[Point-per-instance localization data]
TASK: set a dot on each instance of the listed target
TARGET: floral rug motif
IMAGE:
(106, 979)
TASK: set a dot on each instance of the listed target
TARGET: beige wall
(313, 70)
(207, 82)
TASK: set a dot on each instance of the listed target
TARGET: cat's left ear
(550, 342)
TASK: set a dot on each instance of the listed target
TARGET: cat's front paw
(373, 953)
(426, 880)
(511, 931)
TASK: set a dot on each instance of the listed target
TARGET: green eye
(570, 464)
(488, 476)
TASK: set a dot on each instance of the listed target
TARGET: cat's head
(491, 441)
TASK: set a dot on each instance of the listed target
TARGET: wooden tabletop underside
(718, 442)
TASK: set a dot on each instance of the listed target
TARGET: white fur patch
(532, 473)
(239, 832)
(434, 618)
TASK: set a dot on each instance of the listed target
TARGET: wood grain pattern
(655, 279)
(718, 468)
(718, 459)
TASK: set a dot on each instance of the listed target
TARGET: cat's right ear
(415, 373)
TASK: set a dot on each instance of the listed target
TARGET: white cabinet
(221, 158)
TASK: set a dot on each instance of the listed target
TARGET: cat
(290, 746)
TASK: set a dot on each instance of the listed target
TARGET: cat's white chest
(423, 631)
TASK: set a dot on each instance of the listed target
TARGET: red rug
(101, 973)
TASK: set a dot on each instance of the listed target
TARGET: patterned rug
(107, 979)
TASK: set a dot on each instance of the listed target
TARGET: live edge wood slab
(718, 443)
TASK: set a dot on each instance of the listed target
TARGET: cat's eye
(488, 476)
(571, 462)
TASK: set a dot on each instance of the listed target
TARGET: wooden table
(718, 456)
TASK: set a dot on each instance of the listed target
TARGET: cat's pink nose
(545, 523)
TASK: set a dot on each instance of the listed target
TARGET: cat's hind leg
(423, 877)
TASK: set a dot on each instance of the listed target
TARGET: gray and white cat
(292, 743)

==

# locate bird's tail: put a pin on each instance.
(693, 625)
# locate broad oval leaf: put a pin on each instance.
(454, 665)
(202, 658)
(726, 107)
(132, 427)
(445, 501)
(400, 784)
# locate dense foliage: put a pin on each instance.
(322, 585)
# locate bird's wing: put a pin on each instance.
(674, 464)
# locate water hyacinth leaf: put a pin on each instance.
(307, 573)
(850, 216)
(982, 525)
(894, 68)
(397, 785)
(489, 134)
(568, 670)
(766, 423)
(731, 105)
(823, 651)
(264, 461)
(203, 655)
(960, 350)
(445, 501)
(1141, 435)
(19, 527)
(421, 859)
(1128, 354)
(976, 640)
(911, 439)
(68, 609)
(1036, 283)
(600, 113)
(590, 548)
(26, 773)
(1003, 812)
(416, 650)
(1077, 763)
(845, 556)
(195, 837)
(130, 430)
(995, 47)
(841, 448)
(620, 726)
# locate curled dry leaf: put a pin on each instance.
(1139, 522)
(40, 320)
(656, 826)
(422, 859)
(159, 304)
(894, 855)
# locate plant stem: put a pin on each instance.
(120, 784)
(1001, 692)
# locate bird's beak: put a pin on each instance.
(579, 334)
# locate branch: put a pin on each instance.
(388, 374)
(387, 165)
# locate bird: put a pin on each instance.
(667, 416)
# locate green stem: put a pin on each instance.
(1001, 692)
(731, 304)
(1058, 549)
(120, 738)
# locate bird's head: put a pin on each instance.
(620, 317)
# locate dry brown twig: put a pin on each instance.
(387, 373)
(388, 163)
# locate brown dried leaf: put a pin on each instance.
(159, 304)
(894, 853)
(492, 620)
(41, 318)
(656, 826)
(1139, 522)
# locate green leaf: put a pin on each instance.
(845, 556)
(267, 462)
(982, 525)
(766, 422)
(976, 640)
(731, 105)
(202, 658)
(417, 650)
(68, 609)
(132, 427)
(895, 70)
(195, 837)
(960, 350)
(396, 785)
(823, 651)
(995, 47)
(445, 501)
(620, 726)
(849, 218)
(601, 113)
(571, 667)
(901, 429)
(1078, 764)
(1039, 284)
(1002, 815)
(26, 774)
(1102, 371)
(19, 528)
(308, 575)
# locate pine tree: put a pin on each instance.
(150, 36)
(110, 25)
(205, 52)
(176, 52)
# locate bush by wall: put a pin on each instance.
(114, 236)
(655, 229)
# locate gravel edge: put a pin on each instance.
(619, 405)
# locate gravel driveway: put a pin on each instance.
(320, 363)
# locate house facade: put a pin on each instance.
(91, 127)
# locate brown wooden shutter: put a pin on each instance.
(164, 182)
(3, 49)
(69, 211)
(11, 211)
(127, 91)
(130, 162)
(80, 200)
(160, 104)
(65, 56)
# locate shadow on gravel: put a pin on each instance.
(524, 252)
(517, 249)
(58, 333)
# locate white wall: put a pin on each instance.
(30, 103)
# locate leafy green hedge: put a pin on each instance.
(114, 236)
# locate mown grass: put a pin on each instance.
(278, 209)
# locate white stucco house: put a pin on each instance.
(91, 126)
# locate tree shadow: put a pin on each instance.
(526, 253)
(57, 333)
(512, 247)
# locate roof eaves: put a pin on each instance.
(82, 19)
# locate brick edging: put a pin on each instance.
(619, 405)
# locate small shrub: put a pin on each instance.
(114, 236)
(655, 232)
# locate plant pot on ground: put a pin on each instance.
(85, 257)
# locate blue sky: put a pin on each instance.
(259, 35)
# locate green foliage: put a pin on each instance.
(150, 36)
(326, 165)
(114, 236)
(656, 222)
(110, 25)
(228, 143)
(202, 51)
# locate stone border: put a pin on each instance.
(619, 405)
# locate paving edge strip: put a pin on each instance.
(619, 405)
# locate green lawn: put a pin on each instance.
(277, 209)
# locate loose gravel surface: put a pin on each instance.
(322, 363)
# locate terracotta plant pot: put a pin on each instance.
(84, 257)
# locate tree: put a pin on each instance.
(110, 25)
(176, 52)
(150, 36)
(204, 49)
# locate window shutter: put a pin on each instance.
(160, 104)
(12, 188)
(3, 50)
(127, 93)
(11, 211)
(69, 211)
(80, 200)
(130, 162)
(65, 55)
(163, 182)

==

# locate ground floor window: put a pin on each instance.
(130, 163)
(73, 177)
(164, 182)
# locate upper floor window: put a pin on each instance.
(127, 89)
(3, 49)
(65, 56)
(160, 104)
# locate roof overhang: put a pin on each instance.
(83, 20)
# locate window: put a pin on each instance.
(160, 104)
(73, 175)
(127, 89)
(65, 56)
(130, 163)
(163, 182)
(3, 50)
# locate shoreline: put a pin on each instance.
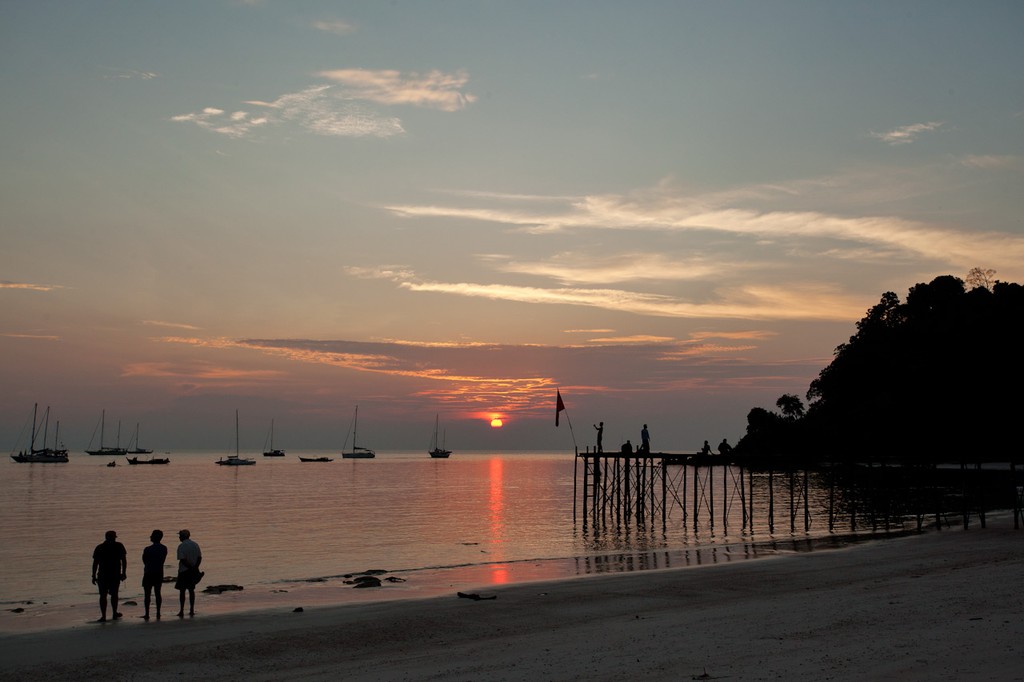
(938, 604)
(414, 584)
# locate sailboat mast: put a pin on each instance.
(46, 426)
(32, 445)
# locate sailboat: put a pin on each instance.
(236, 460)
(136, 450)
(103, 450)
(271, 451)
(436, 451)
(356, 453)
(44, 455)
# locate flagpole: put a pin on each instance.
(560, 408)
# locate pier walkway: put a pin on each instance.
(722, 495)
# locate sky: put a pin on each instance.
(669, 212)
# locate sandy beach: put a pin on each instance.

ABOUT THIS TASK
Quote the lines above exactly, starting with the one that has "# locate ground" and ending with the one that has "# locate sandy"; drop the pictures and include nothing else.

YOUR SOLUTION
# locate ground floor window: put a pin on each instance.
(130, 163)
(73, 177)
(164, 182)
# locate upper floor window: put a pin on each instance.
(127, 89)
(3, 49)
(65, 56)
(160, 104)
# locate roof overhang: put a pin on each instance.
(83, 20)
# locate window: put a pin on each instance.
(160, 104)
(73, 175)
(127, 89)
(65, 56)
(130, 163)
(163, 182)
(3, 50)
# locate shoreline: put a pin on each instance.
(938, 604)
(414, 584)
# locate sailboat mast: put a pin on each instance.
(46, 426)
(32, 445)
# locate sailboat: put a pin on each instance.
(236, 460)
(136, 450)
(103, 450)
(271, 451)
(436, 451)
(356, 453)
(44, 455)
# locate flagpole: put a pin on each instance.
(560, 408)
# locate pier walkway: put a pin on each instance.
(722, 495)
# locate sky: put a pin on each instance.
(669, 212)
# locate sandy beach: put a pin on each instance.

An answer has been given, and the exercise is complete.